DOCUMENT EXCERPT:

Ignore the Noise: Analyst Coverage on Gold
Gold has been bottoming out since July as it has traded up and sideways from its low of $1223/ounce. Analyst views on gold seem to be more negative than positive. However, their views tend to be short term and they often are late to party when things go south; redux year 2008. When it comes to gold it can be hard to predict price movement even in the short term. As we saw in Q2 of this year, physical gold demand was up 53% and yet gold miners were taken to the woodshed.
In a previous article, I briefly discussed the under ownership of gold. The idea of gold and PM ownership tends to be lost among many market watchers and participants. In reality, very few investors actually own physical gold, so much so that it has become a miniscule fraction of total investor global holdings. There are a variety of ways to buy into the miners at current lows; these include individual gold miners, ETFs, and even diversified miners with gold exposure.
One: Invest in individual precious metal miners
Although I think you can find value at current price levels, an investor must asses the risks involved in owning individual companies especially junior miners. If you want to own individual names look at the big players like Barrick Gold (NYSE:ABX), Newmont Mining (NYSE:NEM), and AngloGold (NYSE:AU).
Another name I like is Endeavour Silver Corp (NYSE:EXK), which has sunk nearly 57%. It is a great growth play on silver and gold. In the second quarter of this year revenues were up to $71.1 million compared to $40.4 million same. Silver and gold production were also up substantially at 48% and 159%, respectively.
Two: Invest in gold miner ETFs
For the average investor, ETFs tend to be the way to go when investing in this sector. It is obviously less risky as you eliminate a lot of the company specific risk and it seems to be a cost effective way to achieve diversification. iShares Global Gold Miners (NYSEARCA:RING), as seen below, is down nearly 50% YTD and a solid way to play a global gold miner recovery.
RING Top 10 Holdings
(as of 10/10/2013)
|% of Assets|
|* Goldcorp, Inc. (NYSE:GG)||--||16.11%|
|* Barrick Gold Corporation||-49.04%||13.76%|
|Newmont Mining Corporation||-43.37%||9.97%|
|* Newcrest Mining Limited (OTCPK:NCMGF)||-55.65%||5.03%|
|* Yamana Gold Inc (NYSE:AUY)||-45.03%||4.74%|
|* Randgold Resources Ltd (NASDAQ:GOLD)||-33.10%||4.64%|
|* Kinross Gold (NYSE:KGC)||--||4.38%|
|* Anglogold Ashanti Limited||-58.70%||4.24%|
|* Agnico Eagle Mines Ltd (NYSE:AEM)||-52.63%||4.18%|
|* Eldorado Gold Corp (NYSE:EGO)||-52.95%||3.77%|
(Source: TD Ameritrade)
Three: Invest in large diverse miners
Take Freeport McMorRan (NYSE:FCX) as an example. FCX is not a pure play on gold, however it is also not linked to just a couple underlying commodities such as gold and silver (NYSEARCA:SLV). Yes, FCX is a heavy copper producer but it also produced 173 thousand ounces of gold in Q2 and projects 1.1 million ounces of gold in total for year 2013. FCX will clearly benefit from an increase in gold prices and still better situated given its diversified position.
Short Sellers Fleeing
In July David Einhorn, President of Greenlight Capital, disclosed that his hedge fund had taken a larger position in the gold miners. Einhorn stated:
"During the gold selloff in the quarter, we sold a small amount of gold to take advantage of opportunities in gold-mining stocks that were in freefall."

GOAL 1: Rewrite the stretch of the gold article from "Ignore the Noise: Analyst" through "to the woodshed.", replacing "the woodshed" with "the cleaners".
GOAL 2: According to the gold article, how many ounces of gold does FCX project for 2013 in total?
GOAL 3: In the gold article, which big players does the writer tell readers to look at if they want to own individual names?

[Items listed in a dataset]

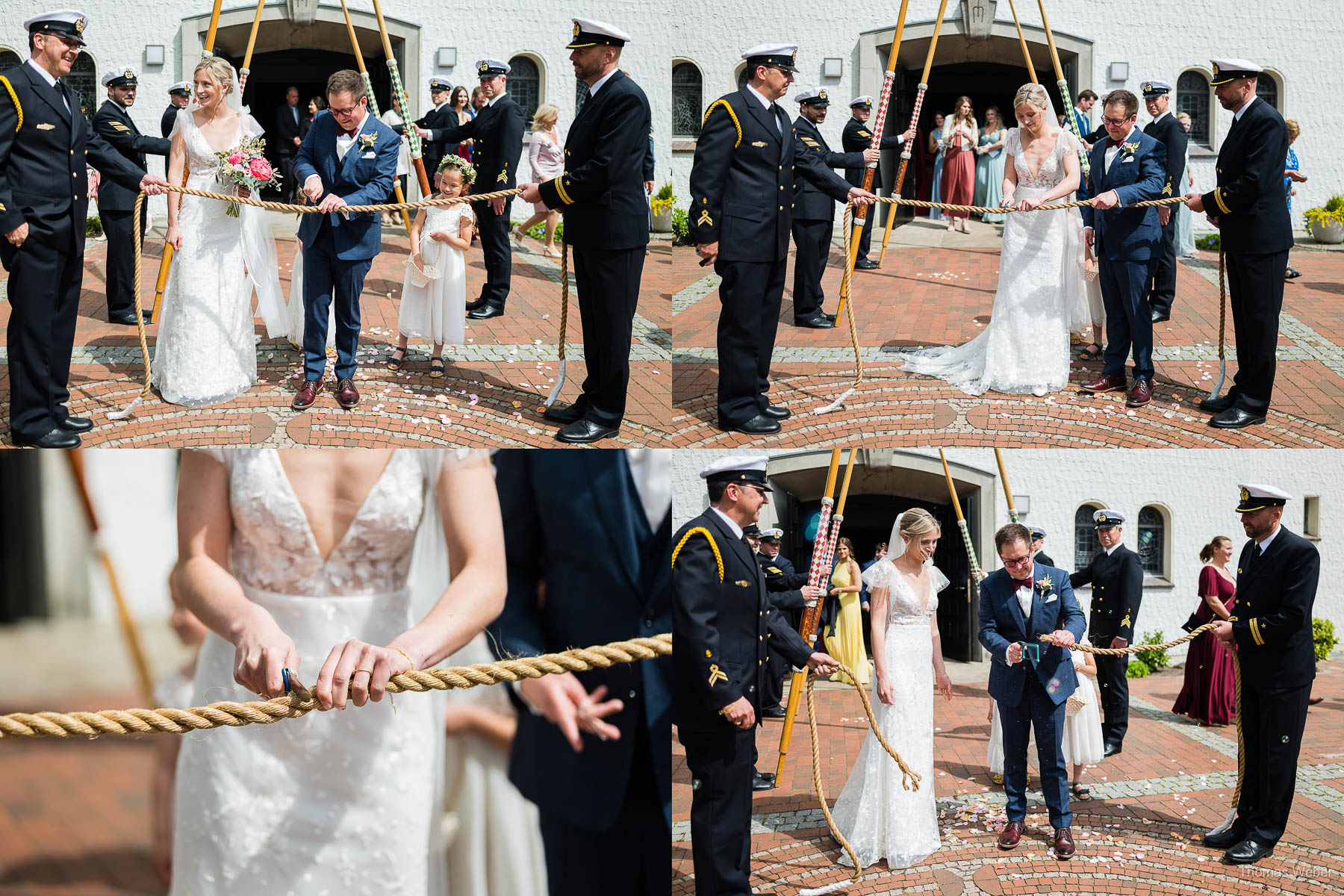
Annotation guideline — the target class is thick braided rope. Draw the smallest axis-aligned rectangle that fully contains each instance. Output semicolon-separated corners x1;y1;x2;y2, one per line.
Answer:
0;634;672;739
808;664;921;883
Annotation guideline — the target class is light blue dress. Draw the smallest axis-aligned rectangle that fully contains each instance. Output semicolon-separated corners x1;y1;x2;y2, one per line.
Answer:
971;126;1007;224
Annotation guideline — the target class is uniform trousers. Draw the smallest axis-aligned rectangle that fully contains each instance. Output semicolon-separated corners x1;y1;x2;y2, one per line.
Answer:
714;259;788;429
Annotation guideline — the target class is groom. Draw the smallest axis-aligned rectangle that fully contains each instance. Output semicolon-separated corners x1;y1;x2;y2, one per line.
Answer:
1082;90;1166;407
980;523;1085;859
290;69;400;411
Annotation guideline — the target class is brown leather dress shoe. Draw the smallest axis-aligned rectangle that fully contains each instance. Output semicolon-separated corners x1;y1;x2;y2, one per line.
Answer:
336;379;359;411
1078;373;1125;392
289;376;323;411
1125;376;1153;407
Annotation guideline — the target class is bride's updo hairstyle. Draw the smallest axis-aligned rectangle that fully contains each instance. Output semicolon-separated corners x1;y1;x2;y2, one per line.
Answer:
192;57;234;97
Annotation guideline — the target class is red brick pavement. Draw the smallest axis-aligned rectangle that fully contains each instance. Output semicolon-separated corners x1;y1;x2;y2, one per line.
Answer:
671;237;1344;447
672;661;1344;896
0;231;671;447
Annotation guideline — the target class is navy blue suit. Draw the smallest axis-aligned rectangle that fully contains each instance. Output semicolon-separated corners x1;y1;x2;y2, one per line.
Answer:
1082;128;1166;379
978;563;1086;827
489;449;672;896
294;111;400;380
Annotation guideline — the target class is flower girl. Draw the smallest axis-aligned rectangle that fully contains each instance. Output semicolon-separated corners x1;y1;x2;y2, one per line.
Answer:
387;156;476;376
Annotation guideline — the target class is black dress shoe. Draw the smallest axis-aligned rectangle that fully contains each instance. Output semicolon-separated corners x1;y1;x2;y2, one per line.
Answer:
541;405;583;423
1223;839;1274;865
719;414;780;435
1208;407;1265;430
555;419;617;445
467;302;504;321
13;426;79;447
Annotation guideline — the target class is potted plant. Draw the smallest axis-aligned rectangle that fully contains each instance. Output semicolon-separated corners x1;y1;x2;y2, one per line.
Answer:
649;180;676;234
1305;193;1344;244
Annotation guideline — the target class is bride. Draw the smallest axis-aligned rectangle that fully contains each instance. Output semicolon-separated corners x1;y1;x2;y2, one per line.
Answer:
832;508;951;868
904;84;1102;395
152;57;289;407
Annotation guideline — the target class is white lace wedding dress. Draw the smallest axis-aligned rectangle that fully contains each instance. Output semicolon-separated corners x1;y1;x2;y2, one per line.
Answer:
832;560;948;868
172;449;467;896
904;128;1101;395
151;109;287;407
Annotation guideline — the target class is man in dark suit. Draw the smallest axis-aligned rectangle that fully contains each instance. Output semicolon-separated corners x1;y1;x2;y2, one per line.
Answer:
1068;511;1144;756
1082;90;1166;407
93;67;172;326
688;44;872;435
489;449;672;896
840;97;914;270
977;523;1090;859
664;459;839;896
434;59;523;321
523;19;652;445
1186;59;1293;430
793;87;882;329
273;86;304;203
1142;81;1188;324
158;81;191;140
0;10;168;447
1204;485;1321;865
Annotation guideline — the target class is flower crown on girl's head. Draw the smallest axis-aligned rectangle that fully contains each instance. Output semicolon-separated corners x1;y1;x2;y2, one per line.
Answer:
438;156;476;184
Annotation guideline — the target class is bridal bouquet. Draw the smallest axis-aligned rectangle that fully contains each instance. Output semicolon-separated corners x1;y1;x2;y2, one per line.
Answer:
215;137;279;217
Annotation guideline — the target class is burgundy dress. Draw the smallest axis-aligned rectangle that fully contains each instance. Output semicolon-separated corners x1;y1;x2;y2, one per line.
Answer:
1172;565;1236;726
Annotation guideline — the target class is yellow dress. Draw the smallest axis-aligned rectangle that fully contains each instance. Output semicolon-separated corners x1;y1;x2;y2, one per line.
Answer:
825;563;868;686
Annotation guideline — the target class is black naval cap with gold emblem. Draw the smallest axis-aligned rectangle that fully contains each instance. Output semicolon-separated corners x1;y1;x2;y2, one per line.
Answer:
1236;485;1293;513
23;10;89;47
564;19;635;50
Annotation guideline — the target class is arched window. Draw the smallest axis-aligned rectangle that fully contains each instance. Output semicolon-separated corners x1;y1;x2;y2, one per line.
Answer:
1176;70;1213;149
1074;504;1101;570
672;62;704;137
505;57;541;131
1139;505;1166;576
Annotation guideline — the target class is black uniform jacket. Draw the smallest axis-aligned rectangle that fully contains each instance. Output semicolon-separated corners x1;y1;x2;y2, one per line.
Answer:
434;94;523;193
672;509;812;732
793;116;863;220
1068;544;1144;647
1233;526;1321;688
0;63;145;267
1203;97;1293;254
539;71;650;250
689;86;850;262
93;99;168;211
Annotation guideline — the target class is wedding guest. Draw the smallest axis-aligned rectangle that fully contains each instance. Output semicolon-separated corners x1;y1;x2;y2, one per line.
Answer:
1172;535;1236;726
942;97;980;234
514;102;564;258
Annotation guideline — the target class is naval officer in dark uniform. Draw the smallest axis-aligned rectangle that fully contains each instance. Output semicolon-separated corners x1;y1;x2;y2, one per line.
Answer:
0;10;168;447
1142;79;1189;324
158;81;191;140
1068;511;1144;756
93;66;172;326
523;19;652;445
1204;485;1321;865
1186;59;1293;429
672;455;839;896
793;87;882;329
434;59;524;321
688;44;872;435
840;97;914;270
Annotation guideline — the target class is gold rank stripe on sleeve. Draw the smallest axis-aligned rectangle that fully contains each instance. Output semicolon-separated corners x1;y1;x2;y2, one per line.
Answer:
672;525;723;585
700;99;742;149
0;75;23;133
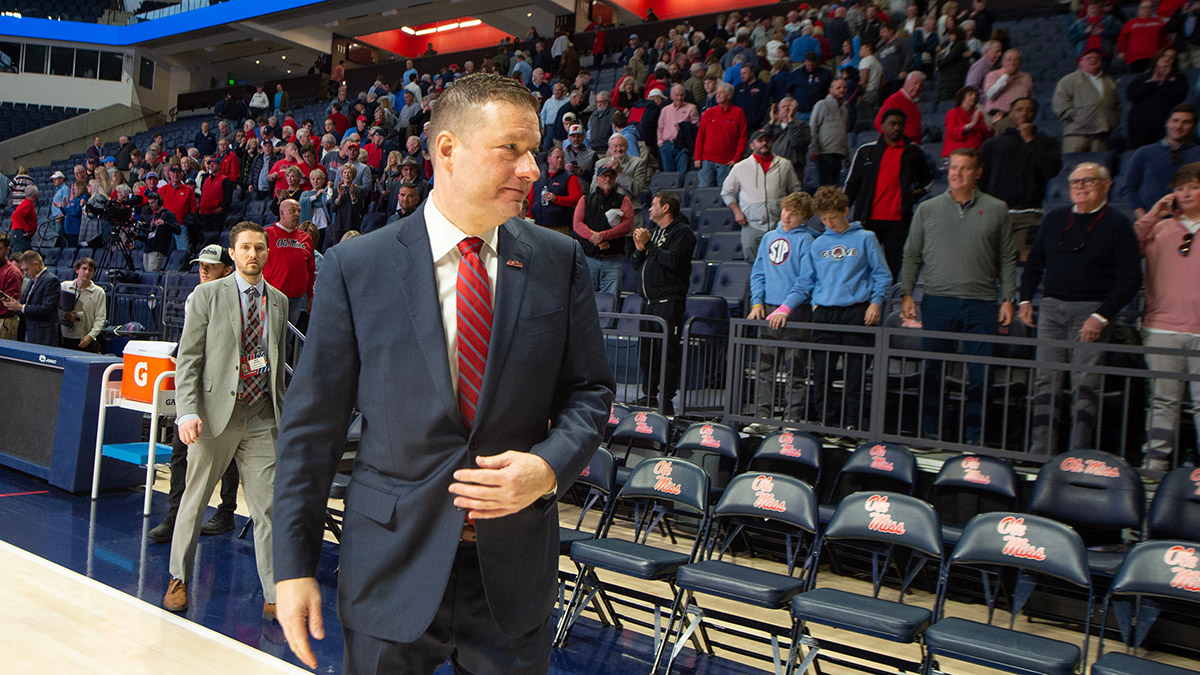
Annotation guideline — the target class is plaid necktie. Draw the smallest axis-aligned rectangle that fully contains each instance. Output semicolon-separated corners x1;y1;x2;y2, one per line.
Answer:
238;286;266;405
455;237;492;426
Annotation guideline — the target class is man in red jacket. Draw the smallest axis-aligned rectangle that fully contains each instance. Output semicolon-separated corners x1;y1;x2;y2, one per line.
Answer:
8;185;38;255
263;199;317;324
695;83;746;187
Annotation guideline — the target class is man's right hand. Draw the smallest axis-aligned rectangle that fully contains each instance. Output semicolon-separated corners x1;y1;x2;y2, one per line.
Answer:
275;577;325;668
1016;303;1037;328
179;417;204;446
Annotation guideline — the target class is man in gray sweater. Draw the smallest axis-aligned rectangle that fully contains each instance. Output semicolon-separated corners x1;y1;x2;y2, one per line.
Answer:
900;148;1016;444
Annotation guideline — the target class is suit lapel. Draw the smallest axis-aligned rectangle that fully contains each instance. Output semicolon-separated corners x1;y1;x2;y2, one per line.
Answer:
389;214;461;424
475;219;533;428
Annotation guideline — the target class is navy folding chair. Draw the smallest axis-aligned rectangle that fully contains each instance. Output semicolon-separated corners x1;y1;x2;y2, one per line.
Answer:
925;454;1018;546
554;458;708;651
787;491;942;673
1030;450;1146;577
672;422;740;500
925;512;1092;675
558;448;617;625
750;429;821;489
650;473;817;673
1146;466;1200;542
1092;539;1200;675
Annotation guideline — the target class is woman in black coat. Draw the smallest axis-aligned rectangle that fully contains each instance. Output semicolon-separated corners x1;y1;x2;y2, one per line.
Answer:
937;26;971;102
1126;47;1188;150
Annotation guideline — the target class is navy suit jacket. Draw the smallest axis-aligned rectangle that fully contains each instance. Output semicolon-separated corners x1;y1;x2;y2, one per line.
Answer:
22;269;62;347
275;209;614;641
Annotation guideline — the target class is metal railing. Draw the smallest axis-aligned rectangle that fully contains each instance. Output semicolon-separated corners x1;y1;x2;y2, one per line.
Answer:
724;319;1200;462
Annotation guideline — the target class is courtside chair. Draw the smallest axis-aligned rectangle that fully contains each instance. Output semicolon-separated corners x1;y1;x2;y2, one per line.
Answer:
787;491;942;674
1092;539;1200;675
554;458;708;651
925;512;1093;675
650;472;817;673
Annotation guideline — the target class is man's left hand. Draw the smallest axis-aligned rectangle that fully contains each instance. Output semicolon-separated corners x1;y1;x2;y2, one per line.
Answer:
1079;316;1104;342
998;301;1016;325
450;450;558;520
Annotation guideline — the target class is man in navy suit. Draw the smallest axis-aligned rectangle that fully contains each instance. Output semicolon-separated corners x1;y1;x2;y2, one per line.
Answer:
275;74;614;675
4;251;61;347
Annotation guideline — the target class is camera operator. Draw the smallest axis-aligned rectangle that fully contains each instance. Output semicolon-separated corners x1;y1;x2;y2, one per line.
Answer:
142;192;180;271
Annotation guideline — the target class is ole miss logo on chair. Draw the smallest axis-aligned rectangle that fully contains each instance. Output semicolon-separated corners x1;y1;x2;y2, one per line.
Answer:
750;476;787;513
654;459;683;495
996;515;1046;561
866;492;905;534
779;431;804;458
962;456;991;485
1163;546;1200;593
871;446;896;470
1060;458;1121;478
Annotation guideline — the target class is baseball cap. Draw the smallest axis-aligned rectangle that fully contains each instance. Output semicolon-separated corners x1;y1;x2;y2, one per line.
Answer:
192;244;233;267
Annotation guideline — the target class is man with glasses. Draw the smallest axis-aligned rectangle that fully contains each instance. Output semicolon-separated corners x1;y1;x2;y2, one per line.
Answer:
1121;103;1200;219
1134;162;1200;471
1018;162;1141;455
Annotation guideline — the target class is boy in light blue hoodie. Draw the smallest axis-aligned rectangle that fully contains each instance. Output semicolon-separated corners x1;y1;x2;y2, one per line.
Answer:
746;192;812;425
767;185;892;429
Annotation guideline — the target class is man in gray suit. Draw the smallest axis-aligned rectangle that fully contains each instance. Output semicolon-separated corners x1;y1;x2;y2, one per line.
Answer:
162;222;288;619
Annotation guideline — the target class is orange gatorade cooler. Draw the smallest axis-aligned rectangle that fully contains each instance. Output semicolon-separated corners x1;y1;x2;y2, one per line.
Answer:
121;340;176;404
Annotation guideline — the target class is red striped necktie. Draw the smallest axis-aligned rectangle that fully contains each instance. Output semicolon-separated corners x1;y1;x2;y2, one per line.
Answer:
455;237;492;426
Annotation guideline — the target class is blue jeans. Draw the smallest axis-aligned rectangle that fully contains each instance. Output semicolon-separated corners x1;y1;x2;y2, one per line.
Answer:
659;141;691;173
920;294;998;443
697;160;733;187
588;256;625;295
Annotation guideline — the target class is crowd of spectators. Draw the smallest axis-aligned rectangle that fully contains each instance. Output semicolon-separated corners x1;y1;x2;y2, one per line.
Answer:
0;0;1200;466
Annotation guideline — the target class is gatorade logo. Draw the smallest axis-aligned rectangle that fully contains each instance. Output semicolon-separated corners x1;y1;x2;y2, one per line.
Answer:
767;238;792;265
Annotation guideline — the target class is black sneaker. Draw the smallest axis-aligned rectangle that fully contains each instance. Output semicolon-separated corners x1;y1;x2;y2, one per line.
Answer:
200;510;235;536
146;515;175;544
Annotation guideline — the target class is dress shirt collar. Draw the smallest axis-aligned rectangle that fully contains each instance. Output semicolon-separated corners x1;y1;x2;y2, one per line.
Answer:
233;271;266;295
425;192;499;264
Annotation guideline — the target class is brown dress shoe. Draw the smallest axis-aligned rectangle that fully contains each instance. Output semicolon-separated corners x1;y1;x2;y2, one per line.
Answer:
162;577;187;611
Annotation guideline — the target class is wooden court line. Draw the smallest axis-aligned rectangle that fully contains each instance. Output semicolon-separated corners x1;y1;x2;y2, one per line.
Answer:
0;540;308;673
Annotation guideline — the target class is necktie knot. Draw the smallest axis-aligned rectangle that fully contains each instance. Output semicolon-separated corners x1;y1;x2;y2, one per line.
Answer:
458;237;484;258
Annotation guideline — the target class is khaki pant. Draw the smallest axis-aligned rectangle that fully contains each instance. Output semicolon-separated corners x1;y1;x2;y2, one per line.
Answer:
0;316;20;340
170;399;278;603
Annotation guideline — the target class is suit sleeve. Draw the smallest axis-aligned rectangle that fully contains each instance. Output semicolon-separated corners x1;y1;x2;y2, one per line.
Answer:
274;249;361;581
530;243;617;497
175;281;211;422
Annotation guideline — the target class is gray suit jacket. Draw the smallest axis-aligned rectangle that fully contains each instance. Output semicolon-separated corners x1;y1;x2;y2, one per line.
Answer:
175;273;288;438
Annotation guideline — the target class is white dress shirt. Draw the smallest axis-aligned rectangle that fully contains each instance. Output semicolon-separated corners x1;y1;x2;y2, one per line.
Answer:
425;192;499;396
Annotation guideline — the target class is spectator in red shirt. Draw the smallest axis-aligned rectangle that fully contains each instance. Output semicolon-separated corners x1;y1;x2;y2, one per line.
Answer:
8;184;38;252
694;82;746;187
263;199;317;324
875;71;926;142
1117;0;1168;72
0;232;22;340
942;86;991;157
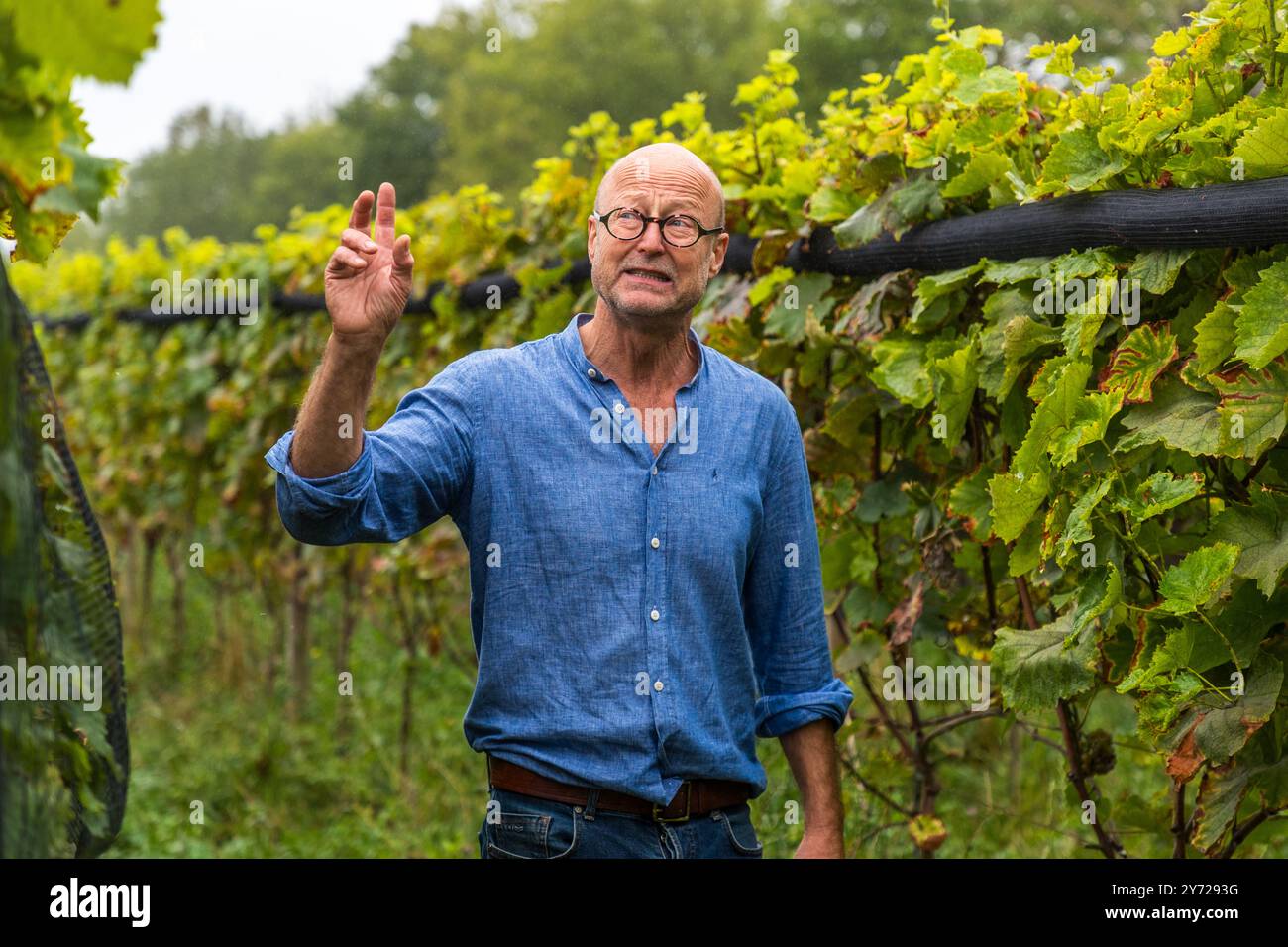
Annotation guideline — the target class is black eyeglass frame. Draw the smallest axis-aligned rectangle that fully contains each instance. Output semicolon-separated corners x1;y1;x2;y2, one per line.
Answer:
590;206;724;248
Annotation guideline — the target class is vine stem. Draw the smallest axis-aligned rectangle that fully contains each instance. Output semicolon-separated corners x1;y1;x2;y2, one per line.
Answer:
1015;576;1127;858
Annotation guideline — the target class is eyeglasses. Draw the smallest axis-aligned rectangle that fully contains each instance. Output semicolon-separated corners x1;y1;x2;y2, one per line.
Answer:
590;207;724;246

PROBLEM SOLUTION 1:
Ignore the Noise: Analyst Coverage on Gold
Gold has been bottoming out since July as it has traded up and sideways from its low of $1223/ounce. Analyst views on gold seem to be more negative than positive. However, their views tend to be short term and they often are late to party when things go south; redux year 2008. When it comes to gold it can be hard to predict price movement even in the short term. As we saw in Q2 of this year, physical gold demand was up 53% and yet gold miners were taken to the cleaners.

PROBLEM SOLUTION 2: 1.1 million ounces.

PROBLEM SOLUTION 3: Barrick Gold (NYSE:ABX), Newmont Mining (NYSE:NEM), and AngloGold (NYSE:AU).